READING PASSAGE ->
Factors that can affect warming up time

Originally Posted by OVERKILL
Originally Posted by OilUzer
Originally Posted by PimTac
So a 5w is thicker than a 0w? I'm having difficulty grasping this.


5W will have higher viscosity (cSt) relative to a 0W at cold(er) temperatures ... Since we are talking about cold start/operation and before the oil has reached nominal operating temperatures.


Not always, it depends on what temperature you are looking at. M1 0w-40 is heavier than any GF-5 5w-30 at all temperatures much above where the W-rating is tested, at temperature at which very few people here will be starting their vehicle.


I assume it depends on the oil family or a specific temperature or maybe x40 vs. x30 or the base oil can play a role ... Maybe it can't be generalized to include all oils and all "cold" temperatures ... however i recently compared the viscosity of several xW30 (x=0,5,10) in the same oil family and near freezing and the 10W's had higher viscosity that the 5W's and the 5W's had higher viscosity than the 0W's.
 
Originally Posted by OilUzer
Originally Posted by OVERKILL
Originally Posted by OilUzer
Originally Posted by PimTac
So a 5w is thicker than a 0w? I'm having difficulty grasping this.


5W will have higher viscosity (cSt) relative to a 0W at cold(er) temperatures ... Since we are talking about cold start/operation and before the oil has reached nominal operating temperatures.


Not always, it depends on what temperature you are looking at. M1 0w-40 is heavier than any GF-5 5w-30 at all temperatures much above where the W-rating is tested, at temperature at which very few people here will be starting their vehicle.


I assume it depends on the oil family or a specific temperature or maybe x40 vs. x30 or the base oil can play a role ... Maybe it can't be generalized to include all oils and all "cold" temperatures ... however i recently compared the viscosity of several xW30 (x=0,5,10) in the same oil family and near freezing and the 10W's had higher viscosity that the 5W's and the 5W's had higher viscosity than the 0W's.


Yes, it will depend on how the products are blended, but 0C isn't all that "cold" for any of those oils either, all will be quite fluid.

If we look at the Mobil 1 product family:

M1 AFE 0w-30:
100C visc: 10.9cP
40C: visc: 62.9cP
VI: 166

M1 ESP 0w-30:
100C visc: 12.0cP
40C visc: 63.0cP

M1 5w-30:
100C visc: 11.0cP
40C visc: 61.7cP
VI: 172

M1 EP 5w-30:
100C visc: 10.6cP
40C visc: 59.8cP
VI: 169

M1 10w-30:
100C visc: 10.1cP
40C visc: 63.2cP
VI: 146

Just using the calculated values:
[Linked Image]


The AFE 0w-30 is heavier than M1 5w-30 at 0C, whilst the ESP 0w-30 is thinner than everything (highest VI of the group).

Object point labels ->
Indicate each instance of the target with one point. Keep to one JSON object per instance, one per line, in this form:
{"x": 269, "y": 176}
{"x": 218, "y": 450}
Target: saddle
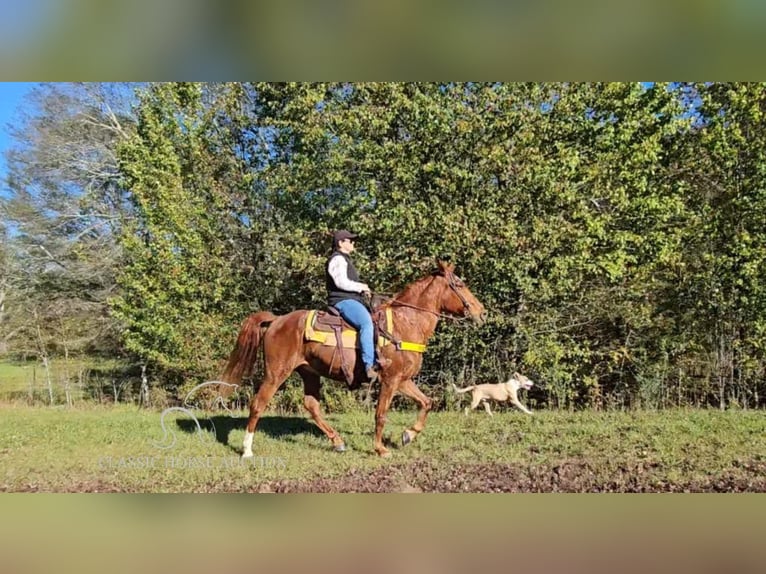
{"x": 329, "y": 329}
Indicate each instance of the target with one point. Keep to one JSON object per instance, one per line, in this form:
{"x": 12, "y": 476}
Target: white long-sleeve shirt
{"x": 338, "y": 270}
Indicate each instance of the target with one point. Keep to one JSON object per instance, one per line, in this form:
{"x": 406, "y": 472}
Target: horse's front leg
{"x": 387, "y": 390}
{"x": 311, "y": 385}
{"x": 410, "y": 389}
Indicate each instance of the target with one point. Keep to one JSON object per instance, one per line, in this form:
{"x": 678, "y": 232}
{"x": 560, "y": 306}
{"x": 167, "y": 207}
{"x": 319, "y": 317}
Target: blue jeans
{"x": 358, "y": 317}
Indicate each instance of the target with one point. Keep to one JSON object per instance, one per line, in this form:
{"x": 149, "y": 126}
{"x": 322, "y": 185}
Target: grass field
{"x": 124, "y": 449}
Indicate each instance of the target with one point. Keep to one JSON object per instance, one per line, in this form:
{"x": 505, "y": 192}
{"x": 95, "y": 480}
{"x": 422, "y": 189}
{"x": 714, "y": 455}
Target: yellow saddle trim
{"x": 349, "y": 337}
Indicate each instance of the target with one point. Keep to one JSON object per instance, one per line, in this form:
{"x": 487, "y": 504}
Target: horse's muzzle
{"x": 481, "y": 318}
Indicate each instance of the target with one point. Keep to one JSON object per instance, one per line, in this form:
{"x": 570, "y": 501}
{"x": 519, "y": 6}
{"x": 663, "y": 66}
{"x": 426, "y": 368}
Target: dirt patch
{"x": 570, "y": 476}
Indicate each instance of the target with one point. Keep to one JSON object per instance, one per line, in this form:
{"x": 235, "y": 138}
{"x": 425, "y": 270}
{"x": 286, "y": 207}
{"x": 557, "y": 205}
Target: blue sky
{"x": 11, "y": 96}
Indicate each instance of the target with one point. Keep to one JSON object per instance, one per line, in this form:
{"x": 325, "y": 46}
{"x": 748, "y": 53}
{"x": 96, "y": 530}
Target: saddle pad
{"x": 348, "y": 336}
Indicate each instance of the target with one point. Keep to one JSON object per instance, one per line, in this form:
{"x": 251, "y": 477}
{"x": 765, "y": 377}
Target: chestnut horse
{"x": 415, "y": 310}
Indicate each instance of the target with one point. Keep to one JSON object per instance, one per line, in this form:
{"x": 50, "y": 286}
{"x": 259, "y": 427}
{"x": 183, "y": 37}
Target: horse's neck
{"x": 417, "y": 313}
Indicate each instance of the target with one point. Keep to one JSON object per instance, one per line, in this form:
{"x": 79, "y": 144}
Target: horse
{"x": 413, "y": 314}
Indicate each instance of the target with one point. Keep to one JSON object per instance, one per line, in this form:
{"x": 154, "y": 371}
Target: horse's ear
{"x": 445, "y": 265}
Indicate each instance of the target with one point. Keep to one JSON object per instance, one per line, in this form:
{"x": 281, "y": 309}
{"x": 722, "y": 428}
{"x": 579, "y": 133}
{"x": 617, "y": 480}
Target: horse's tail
{"x": 242, "y": 358}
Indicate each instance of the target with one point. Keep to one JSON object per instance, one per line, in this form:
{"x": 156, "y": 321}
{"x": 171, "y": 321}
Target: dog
{"x": 507, "y": 391}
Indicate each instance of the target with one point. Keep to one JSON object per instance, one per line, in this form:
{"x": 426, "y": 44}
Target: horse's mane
{"x": 415, "y": 289}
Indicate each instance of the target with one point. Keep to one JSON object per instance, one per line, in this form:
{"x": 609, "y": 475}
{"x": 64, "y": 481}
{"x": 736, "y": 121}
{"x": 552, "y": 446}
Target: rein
{"x": 442, "y": 315}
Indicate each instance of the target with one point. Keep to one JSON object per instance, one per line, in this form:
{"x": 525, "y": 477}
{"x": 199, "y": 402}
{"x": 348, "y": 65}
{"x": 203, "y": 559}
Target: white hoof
{"x": 247, "y": 445}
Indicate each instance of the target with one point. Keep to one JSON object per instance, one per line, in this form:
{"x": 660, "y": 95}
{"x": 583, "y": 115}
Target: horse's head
{"x": 457, "y": 298}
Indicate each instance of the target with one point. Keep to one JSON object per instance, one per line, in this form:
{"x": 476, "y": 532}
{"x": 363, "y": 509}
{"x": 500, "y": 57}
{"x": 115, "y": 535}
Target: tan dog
{"x": 507, "y": 391}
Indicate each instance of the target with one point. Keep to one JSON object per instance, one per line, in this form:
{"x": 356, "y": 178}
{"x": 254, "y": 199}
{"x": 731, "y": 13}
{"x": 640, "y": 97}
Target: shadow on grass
{"x": 273, "y": 426}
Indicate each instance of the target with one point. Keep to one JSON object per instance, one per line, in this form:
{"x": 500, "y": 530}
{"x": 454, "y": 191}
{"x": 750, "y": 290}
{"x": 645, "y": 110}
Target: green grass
{"x": 118, "y": 448}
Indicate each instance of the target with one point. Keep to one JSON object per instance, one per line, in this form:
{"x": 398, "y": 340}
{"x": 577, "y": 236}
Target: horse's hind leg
{"x": 387, "y": 390}
{"x": 271, "y": 383}
{"x": 311, "y": 383}
{"x": 410, "y": 389}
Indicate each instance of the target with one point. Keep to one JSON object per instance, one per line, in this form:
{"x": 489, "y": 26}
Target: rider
{"x": 345, "y": 292}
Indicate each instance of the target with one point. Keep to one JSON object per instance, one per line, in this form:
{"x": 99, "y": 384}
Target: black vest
{"x": 335, "y": 293}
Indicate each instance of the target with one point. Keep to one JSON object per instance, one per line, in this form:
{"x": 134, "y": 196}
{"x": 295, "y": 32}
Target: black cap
{"x": 342, "y": 234}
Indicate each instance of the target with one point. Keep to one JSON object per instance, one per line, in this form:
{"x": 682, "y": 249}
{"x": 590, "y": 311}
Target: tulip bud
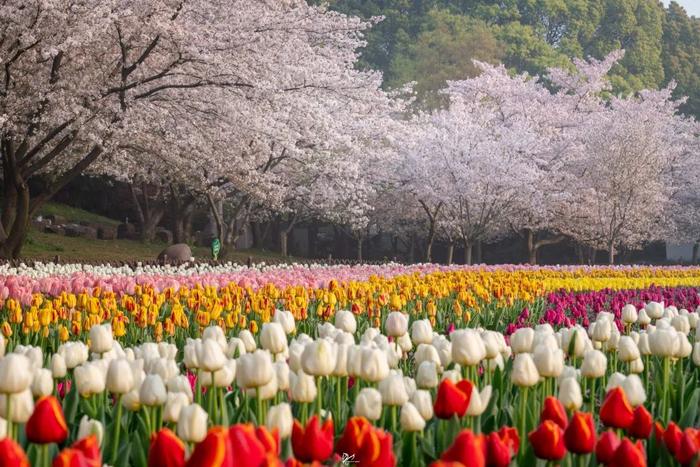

WHAT THIS EXERCISE ASKS ->
1) Answer these questions from the oil viscosity thread:
(a) What 100C viscosity is given for M1 EP 5w-30?
(b) Which oil is called heavier than any GF-5 5w-30 at all temperatures much above where the W-rating is tested?
(c) What VI is listed for M1 10w-30?
2) Take the forum thread on motor oil viscosity further, writing the next part after its final sentence.

OUTPUTS FOR THE TASKS ->
1)
(a) 10.6cP
(b) M1 0w-40
(c) 146

2)
Originally Posted by OVERKILL
Originally Posted by OilUzer
One can argue that as a result of thicker oil warning up faster, it will also reduce engine wear since most wear happens during cold starts/operation. maybe the wear reduction is not that significant ... However I think that's one reason it's recommended to run the thickest oil that meets your W rating.


The reduction in wear as the engine warms is due to parts reaching the size they are supposed to be and the activation of heat-activated additives, not the viscosity. Thicker oil will initially shear more, thus creating more heat, but this thins it, so eventually it reaches a point where it is at the same shear rate as whatever you are comparing it to.

One of the reasons thinner oils are being chased by OEM's is that shearing that thicker oil causes more fuel to be burned, which impacts CAFE. Thus, if you can reduce fuel consumption during the warm-up cycle, you increase fuel mileage.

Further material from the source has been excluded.